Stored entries
+++

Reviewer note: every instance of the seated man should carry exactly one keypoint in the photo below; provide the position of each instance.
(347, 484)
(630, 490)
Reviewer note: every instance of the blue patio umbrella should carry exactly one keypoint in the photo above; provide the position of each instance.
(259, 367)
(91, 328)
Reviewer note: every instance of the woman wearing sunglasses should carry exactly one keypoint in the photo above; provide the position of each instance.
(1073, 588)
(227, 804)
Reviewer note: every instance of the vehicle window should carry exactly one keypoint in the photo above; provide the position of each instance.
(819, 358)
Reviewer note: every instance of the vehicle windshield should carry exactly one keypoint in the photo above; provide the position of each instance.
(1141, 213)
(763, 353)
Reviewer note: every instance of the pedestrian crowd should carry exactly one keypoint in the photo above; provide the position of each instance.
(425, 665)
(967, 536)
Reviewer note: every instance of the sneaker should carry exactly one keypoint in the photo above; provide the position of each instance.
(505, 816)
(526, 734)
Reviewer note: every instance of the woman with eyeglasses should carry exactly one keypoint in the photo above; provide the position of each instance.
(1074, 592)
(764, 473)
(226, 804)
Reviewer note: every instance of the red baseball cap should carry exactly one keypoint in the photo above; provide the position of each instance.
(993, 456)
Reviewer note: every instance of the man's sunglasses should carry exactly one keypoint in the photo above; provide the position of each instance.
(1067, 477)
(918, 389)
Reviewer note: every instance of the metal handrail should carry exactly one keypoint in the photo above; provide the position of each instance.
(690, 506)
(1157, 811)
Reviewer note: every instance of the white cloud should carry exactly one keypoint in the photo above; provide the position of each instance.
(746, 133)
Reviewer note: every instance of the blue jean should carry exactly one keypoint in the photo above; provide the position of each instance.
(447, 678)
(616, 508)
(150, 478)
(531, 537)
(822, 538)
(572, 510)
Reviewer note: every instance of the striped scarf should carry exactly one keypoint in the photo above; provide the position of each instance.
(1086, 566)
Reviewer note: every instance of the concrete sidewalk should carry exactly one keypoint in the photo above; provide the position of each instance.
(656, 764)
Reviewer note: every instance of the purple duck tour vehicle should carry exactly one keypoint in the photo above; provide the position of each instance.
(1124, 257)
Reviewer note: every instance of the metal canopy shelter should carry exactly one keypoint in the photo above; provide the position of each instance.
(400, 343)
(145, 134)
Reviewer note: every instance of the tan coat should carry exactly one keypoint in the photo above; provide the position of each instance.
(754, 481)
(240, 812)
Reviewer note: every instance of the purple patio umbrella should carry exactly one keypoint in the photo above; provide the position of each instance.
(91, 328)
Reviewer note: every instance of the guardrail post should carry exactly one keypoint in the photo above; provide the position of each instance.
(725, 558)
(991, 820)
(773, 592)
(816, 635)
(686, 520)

+++

Task requirements
Copy every line of the data above, leaving each one unchanged.

Solution for this task
Reviewer note: every instance of the seated man should carry exactly one keypoint in the photo below; provide the position of each instance.
(347, 484)
(630, 490)
Reviewer note: every instance of the blue patio umbrella should carry exactly one keypoint in the photo above; provide the position of each instance.
(259, 367)
(91, 328)
Reviewer note: every instance of the woman wearing sunglasses should carry exactly one keypoint in the photo above; provide the position of each instance.
(1073, 588)
(227, 804)
Reviewer note: every instance of the vehicle window should carry exactly one keypoint in the photo above; provide the position of each instance.
(819, 358)
Reviewer note: every instance of the vehicle windshield should carry exactly one keypoint in the photo above; provide the position of each instance.
(1141, 213)
(763, 353)
Reviewer note: every instance of the pedestrian crowd should carry exactly one keypoint in the photo above; provide the position of each instance.
(425, 665)
(967, 536)
Reviewer note: every instance of the sneaker should carry exactly one keypoint in the photo above; provide the position of each instance.
(505, 816)
(526, 734)
Reviewer note: every instance of the woman with eyeglasses should carry exactly one keypoint in the photo above; provide the position of each instance.
(1074, 592)
(764, 473)
(226, 804)
Reviewer note: every instance of the red baseball cap should carry exactly one keypoint in the photo above; provide the position of each instance.
(993, 456)
Reviewer note: every instance of the man's sunglasses should carry exactly one keypoint in the photo above; provide the position of each instance.
(1067, 477)
(918, 389)
Reviewer note: every instance of the metal handrail should carry exactly one keypoint in the photo above; provide the position of each instance.
(690, 506)
(1157, 811)
Reviewer note: every instance of the white cloud should carry exactly one keypoint in the photo above; provide the position of each instance.
(746, 133)
Reviewer note: every instance of the blue jean should carry exactly one keypoint in the photo above; provide the position of each instance.
(447, 678)
(616, 508)
(150, 478)
(531, 537)
(822, 538)
(572, 510)
Reviewer note: every instance of the striped scarf should carry exactly one keypoint in the photo above; provide the position of each instance.
(1086, 566)
Reviewer note: every instance of the concrete sidewalk should carry exactly one keypoint in the photo above; provide the position of each instance.
(656, 764)
Reviewer note: every instance of the purple duck tour vehicle should carry exactly one keypoint in the photo above; provide the position of each instance.
(1124, 257)
Reviewer note: every instance of the metal canopy shelter should carry exactly one keypoint in the photo above; provide the position of each instance.
(400, 343)
(145, 134)
Reviewer note: every instance of the tan coat should carry exactly one keypoint in the photo above; provide the position of each instance.
(754, 481)
(240, 812)
Reviewer note: every instance of the purple patio umbrella should carry exactly one keypoint in the photo above; provide the position of each instance.
(91, 328)
Reviewer note: every instance of the guardrail post should carry exactly one keypoint in the photo above; provide the position of each instance.
(725, 558)
(991, 820)
(773, 592)
(816, 635)
(686, 520)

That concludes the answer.